Your goal:
Reproduce the listing below word for word, with no pictures.
--- START Records to process ---
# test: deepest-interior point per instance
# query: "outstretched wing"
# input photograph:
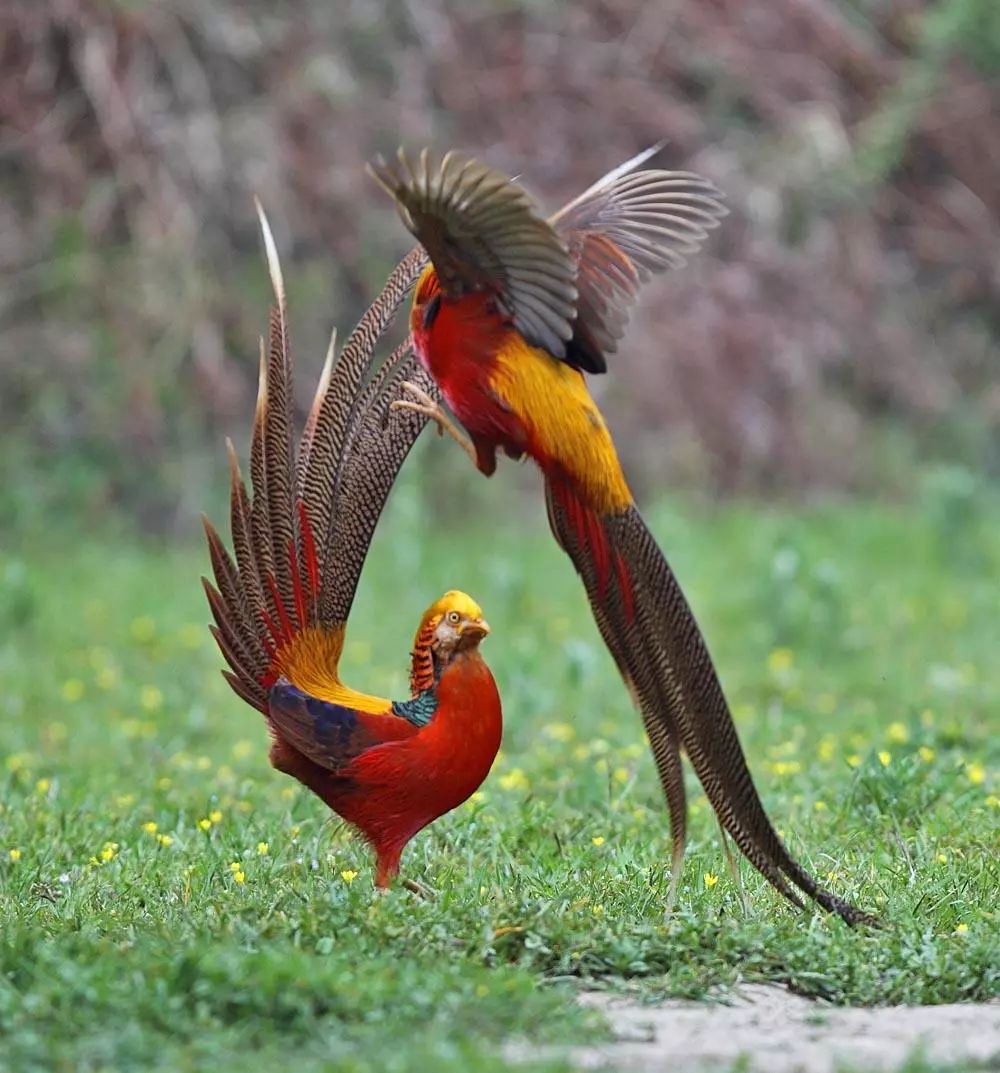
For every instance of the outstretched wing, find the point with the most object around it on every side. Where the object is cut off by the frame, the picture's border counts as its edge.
(483, 233)
(303, 530)
(620, 231)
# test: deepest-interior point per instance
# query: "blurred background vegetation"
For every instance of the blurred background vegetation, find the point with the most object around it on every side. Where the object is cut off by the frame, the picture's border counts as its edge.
(838, 335)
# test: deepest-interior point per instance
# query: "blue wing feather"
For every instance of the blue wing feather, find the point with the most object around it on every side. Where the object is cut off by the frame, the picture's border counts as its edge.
(331, 734)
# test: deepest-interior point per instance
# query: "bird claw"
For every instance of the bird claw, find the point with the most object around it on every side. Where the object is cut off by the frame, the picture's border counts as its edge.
(423, 403)
(422, 892)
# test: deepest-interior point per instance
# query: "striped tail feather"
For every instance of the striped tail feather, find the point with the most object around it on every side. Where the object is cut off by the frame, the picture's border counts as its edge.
(302, 530)
(655, 638)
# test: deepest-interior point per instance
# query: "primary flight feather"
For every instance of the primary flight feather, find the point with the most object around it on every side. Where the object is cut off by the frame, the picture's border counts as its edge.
(281, 602)
(509, 314)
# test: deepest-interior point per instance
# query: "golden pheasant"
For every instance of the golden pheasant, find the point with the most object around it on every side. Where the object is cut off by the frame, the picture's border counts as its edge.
(388, 768)
(510, 313)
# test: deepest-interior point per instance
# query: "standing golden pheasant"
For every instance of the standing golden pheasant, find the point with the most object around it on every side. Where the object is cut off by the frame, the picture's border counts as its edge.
(281, 607)
(506, 318)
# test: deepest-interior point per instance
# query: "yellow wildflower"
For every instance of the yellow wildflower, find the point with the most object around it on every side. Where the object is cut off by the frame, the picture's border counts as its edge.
(72, 690)
(785, 766)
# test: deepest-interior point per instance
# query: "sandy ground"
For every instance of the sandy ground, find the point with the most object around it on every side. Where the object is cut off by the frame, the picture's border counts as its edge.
(766, 1029)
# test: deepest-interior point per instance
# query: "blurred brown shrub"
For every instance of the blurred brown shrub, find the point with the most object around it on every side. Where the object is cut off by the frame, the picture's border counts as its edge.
(843, 323)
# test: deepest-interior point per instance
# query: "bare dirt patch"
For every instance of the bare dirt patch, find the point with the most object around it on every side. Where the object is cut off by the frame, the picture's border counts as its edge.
(767, 1029)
--- END Records to process ---
Solved exercise:
# test: deepest-interior point per instance
# query: "outstretched wing"
# input photograph:
For every instance of the outstretched wing, find the point with the most object around it on every side. Where the object is cut off by the frame, the picture's border counts as its edge.
(483, 233)
(303, 530)
(620, 231)
# test: deepest-interior point per instance
# query: "blurred background vegetation"
For every instance of the blurred background vegetation, find the point with the most object around it on every side. Where the object is cut off by the frame, the picture's border counts as its edge.
(838, 335)
# test: deepest-interior point per instance
# query: "blue wing feather"
For every instance of the blue wing feather, find the point with the most object around it on every side. Where the object is cut off by the frame, the picture's border counts as its edge.
(331, 734)
# test: deepest-interior point per instance
# query: "bird claw"
For every instance of the bird claw, find the point with the most object around it on every side. Where the object is cut off by the frame, the picture's border counts as its edge.
(423, 403)
(422, 892)
# test: deepest-interior point per instance
# query: "striped tail feather"
For every instance of the striped tail feather, find the point with the most object around it on every side. Where the object is cut off by the frame, the picture's border counts as its edge.
(302, 530)
(655, 638)
# test: deepest-interior point per instance
# query: "primary flight feather"
For every instance of the primary flight feather, find the point with the most object around it on every side. Where the object is cut off by the frame, the picture's border counts as its edge.
(281, 602)
(509, 314)
# test: deepest-interior point per instance
# query: "golden pheasant"
For every instance of the golden pheasant, find the point with the most object around it on every side. Where the object is cut off by the frame, the picture's border counts as its edge.
(388, 768)
(510, 313)
# test: deepest-interior point per instance
# query: "standing golden pheasant"
For every instance of the standing golden pheasant, find the point with the most object around it on every side. Where the object is cut off by the frame, the picture's border counts as its edge.
(281, 607)
(506, 318)
# test: deepest-interior point per instance
# query: "yellow wildflower"
For every instance of the yellow wildflower, find the point with the most object around it on every side. Where the object is cut off by the frame, the picture's border counts as its edge.
(72, 690)
(785, 766)
# test: deepest-interior point per instance
# query: "sandy ground"
For every instance of the sandy ground, find the point with the most object around it on every side. Where the object is cut off by the frame, the picture's border counts as its edge.
(766, 1029)
# test: deepest-interior point per instance
# query: "blurred brown shrub"
For every instance of the blurred brown shrub, find the point with the most object around it on every side. Where the object is cut off by the frame, the picture's border counts as its edge.
(843, 323)
# test: deepest-interior point per instance
# query: "bare dirt patch"
For every instance of the bare dirt patch, find the point with the most object around it on every side. Where the object is cut off by the frame, the picture's border counts as its edge.
(767, 1029)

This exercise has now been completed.